------ PROVIDED DATA

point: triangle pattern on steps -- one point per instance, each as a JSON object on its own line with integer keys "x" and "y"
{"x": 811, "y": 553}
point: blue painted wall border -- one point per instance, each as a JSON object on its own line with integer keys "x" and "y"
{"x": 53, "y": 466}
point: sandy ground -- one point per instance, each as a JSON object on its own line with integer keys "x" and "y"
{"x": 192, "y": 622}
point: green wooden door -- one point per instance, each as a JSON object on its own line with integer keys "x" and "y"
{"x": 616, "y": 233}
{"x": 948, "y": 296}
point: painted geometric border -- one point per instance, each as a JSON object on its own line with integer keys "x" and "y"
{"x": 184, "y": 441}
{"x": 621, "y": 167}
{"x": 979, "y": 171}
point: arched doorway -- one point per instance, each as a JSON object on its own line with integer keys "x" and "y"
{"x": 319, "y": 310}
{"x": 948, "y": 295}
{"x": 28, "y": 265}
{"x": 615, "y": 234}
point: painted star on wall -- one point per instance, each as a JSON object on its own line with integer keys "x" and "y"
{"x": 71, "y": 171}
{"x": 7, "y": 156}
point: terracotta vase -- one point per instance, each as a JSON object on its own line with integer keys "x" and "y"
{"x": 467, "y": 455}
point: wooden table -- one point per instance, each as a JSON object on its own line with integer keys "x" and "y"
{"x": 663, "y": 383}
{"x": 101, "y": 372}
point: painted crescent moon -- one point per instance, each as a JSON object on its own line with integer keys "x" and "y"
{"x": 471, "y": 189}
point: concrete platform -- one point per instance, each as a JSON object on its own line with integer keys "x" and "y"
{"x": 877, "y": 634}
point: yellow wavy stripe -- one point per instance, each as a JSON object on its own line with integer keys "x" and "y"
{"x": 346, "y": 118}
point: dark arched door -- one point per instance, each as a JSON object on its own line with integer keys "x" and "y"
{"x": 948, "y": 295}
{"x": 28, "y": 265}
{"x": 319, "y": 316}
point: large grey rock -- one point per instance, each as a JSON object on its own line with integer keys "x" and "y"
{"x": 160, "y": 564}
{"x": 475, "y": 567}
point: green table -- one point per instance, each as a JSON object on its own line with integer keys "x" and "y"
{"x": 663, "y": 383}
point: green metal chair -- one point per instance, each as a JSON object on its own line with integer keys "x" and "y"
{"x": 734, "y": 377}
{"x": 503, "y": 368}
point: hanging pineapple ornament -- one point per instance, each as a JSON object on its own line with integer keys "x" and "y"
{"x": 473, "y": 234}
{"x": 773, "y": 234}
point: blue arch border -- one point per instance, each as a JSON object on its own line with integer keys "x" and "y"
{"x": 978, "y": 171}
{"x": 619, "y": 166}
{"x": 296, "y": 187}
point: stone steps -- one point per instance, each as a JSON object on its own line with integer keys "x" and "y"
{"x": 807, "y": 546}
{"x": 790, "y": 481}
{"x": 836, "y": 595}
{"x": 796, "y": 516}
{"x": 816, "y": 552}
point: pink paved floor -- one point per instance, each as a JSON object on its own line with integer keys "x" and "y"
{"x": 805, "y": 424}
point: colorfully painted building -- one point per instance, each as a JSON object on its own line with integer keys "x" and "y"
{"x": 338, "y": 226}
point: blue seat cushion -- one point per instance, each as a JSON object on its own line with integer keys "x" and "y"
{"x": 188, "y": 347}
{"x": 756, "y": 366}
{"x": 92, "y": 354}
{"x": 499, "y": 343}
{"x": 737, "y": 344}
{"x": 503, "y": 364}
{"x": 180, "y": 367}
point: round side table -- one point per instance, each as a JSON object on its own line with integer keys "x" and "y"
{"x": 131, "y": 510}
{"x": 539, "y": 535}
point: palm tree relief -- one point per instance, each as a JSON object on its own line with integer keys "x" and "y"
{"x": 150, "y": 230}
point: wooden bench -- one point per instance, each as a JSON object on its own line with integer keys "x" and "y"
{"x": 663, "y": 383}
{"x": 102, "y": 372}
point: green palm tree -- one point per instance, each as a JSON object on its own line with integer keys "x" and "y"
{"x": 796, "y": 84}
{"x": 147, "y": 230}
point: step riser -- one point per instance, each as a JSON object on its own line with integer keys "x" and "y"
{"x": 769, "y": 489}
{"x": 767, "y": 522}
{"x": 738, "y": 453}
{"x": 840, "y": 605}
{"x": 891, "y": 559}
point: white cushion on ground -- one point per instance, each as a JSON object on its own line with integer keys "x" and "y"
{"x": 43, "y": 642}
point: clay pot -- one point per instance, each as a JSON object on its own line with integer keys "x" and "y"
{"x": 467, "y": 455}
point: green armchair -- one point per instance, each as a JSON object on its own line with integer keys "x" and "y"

------------

#### SHORT EXERCISE:
Convert every line of the material above into a Markdown table with two columns, "Row" and "Line": number each row in the first column and give the line in the second, leaving out blank lines.

#### REPLY TO THE TASK:
| Row | Line |
|---|---|
| 1 | point: triangle pattern on steps -- one point per instance, each as a JSON object on its own line with integer keys "x" and "y" |
| 2 | {"x": 811, "y": 553} |
| 3 | point: blue painted wall border -- one point per instance, each as a JSON object on its own line with integer keys "x" and "y" |
| 4 | {"x": 53, "y": 466} |
| 5 | point: sandy ground -- one point per instance, each as a JSON object on its own line with integer keys "x" and "y" |
| 6 | {"x": 192, "y": 622} |
| 7 | point: green wooden door -- one point per instance, each as a JSON object on its own line with integer keys "x" and "y" |
| 8 | {"x": 616, "y": 233} |
| 9 | {"x": 948, "y": 296} |
| 10 | point: painted geometric border -- one point per instance, each as a JSON object on its own line with integer keys "x" and "y" |
| 11 | {"x": 184, "y": 441} |
| 12 | {"x": 621, "y": 167} |
| 13 | {"x": 979, "y": 171} |
| 14 | point: arched doorway -- one point per instance, each as a JSON object on its own line with integer keys "x" and "y" |
| 15 | {"x": 319, "y": 310} |
| 16 | {"x": 948, "y": 295} |
| 17 | {"x": 28, "y": 265} |
| 18 | {"x": 615, "y": 234} |
| 19 | point: painted star on wall -- one point per instance, each as a JSON object on its own line with integer keys "x" and "y" |
| 20 | {"x": 71, "y": 171} |
| 21 | {"x": 7, "y": 156} |
| 22 | point: terracotta vase -- one point per instance, each as a JSON object on its own line with integer keys "x" and "y" |
| 23 | {"x": 467, "y": 455} |
| 24 | point: wooden table -- one point per instance, each as a JSON object on its own line with integer keys "x" and "y" |
| 25 | {"x": 663, "y": 383} |
| 26 | {"x": 101, "y": 372} |
| 27 | point: painted crescent moon -- one point per instance, each as a JSON object on its own line with integer keys "x" and "y" |
| 28 | {"x": 471, "y": 189} |
| 29 | point: concrete platform -- one point per instance, each as a JSON object on its own line with integer keys "x" and "y" |
| 30 | {"x": 877, "y": 634} |
| 31 | point: yellow wavy stripe -- one point per instance, each as a JSON object on its own line with integer keys "x" and "y" |
| 32 | {"x": 346, "y": 118} |
| 33 | point: dark arched door -- one point per instance, each as a JSON object on its own line with integer keys "x" and "y" |
| 34 | {"x": 948, "y": 295} |
| 35 | {"x": 28, "y": 265} |
| 36 | {"x": 319, "y": 316} |
| 37 | point: large grey rock -- one point per instance, each as a JSON object on its own line with integer keys "x" and "y" |
| 38 | {"x": 160, "y": 564} |
| 39 | {"x": 475, "y": 567} |
| 40 | point: green table -- one point per instance, each as a JSON object on its own line with integer keys "x" and "y" |
| 41 | {"x": 663, "y": 383} |
| 42 | point: green metal chair -- one point per instance, each as a JSON object on its own line with integer keys "x" and "y" |
| 43 | {"x": 734, "y": 377} |
| 44 | {"x": 503, "y": 368} |
| 45 | point: hanging pineapple ornament -- one point per instance, each as a JSON object on its own line with integer keys "x" and "y" |
| 46 | {"x": 473, "y": 234} |
| 47 | {"x": 773, "y": 234} |
| 48 | point: blue arch border -- one point per instance, each as a JSON object on its own line with integer keys "x" and "y" |
| 49 | {"x": 978, "y": 171} |
| 50 | {"x": 619, "y": 166} |
| 51 | {"x": 296, "y": 187} |
| 52 | point: stone steps -- one point per instance, each as a JSON object on its own line with integer keys "x" and "y" |
| 53 | {"x": 807, "y": 546} |
| 54 | {"x": 790, "y": 481} |
| 55 | {"x": 836, "y": 595} |
| 56 | {"x": 796, "y": 516} |
| 57 | {"x": 816, "y": 552} |
| 58 | point: pink paved floor -- one point per instance, each as a JSON object on its own line with integer keys "x" and "y" |
| 59 | {"x": 805, "y": 424} |
| 60 | point: colorfully painted building -- one point per instance, each as a JSON object on its own line with integer keys "x" and "y" |
| 61 | {"x": 338, "y": 226} |
| 62 | point: blue seat cushion -- one point per instance, each as a JSON object on its own line with integer keys "x" and "y" |
| 63 | {"x": 188, "y": 347} |
| 64 | {"x": 756, "y": 366} |
| 65 | {"x": 92, "y": 354} |
| 66 | {"x": 499, "y": 343} |
| 67 | {"x": 737, "y": 344} |
| 68 | {"x": 503, "y": 364} |
| 69 | {"x": 180, "y": 367} |
| 70 | point: round side table -- one point per instance, each as a JSON object on its own line with integer keys "x" and "y" |
| 71 | {"x": 131, "y": 510} |
| 72 | {"x": 539, "y": 535} |
| 73 | point: palm tree relief -- one point per instance, each as a JSON object on its own line with integer keys "x" and "y" |
| 74 | {"x": 150, "y": 230} |
| 75 | point: wooden bench -- one point per instance, each as a JSON object on its own line with integer keys "x" and "y" |
| 76 | {"x": 663, "y": 383} |
| 77 | {"x": 102, "y": 372} |
| 78 | point: green palm tree -- one point per instance, each as a JSON object on its own line with integer keys "x" and "y" |
| 79 | {"x": 796, "y": 84} |
| 80 | {"x": 147, "y": 230} |
| 81 | point: step riser -- one point per instance, each as a JSON object on its own line with integer keys "x" and "y" |
| 82 | {"x": 769, "y": 489} |
| 83 | {"x": 767, "y": 522} |
| 84 | {"x": 738, "y": 453} |
| 85 | {"x": 840, "y": 605} |
| 86 | {"x": 891, "y": 559} |
| 87 | point: white cushion on ground -- one point per instance, each as a JSON object on its own line with integer keys "x" and "y" |
| 88 | {"x": 43, "y": 642} |
| 89 | point: clay pot -- one point per instance, each as a JSON object on its own line with integer keys "x" and "y" |
| 90 | {"x": 467, "y": 455} |
| 91 | point: green armchair -- one point per instance, each as a JSON object on its own line with integer keys "x" and "y" |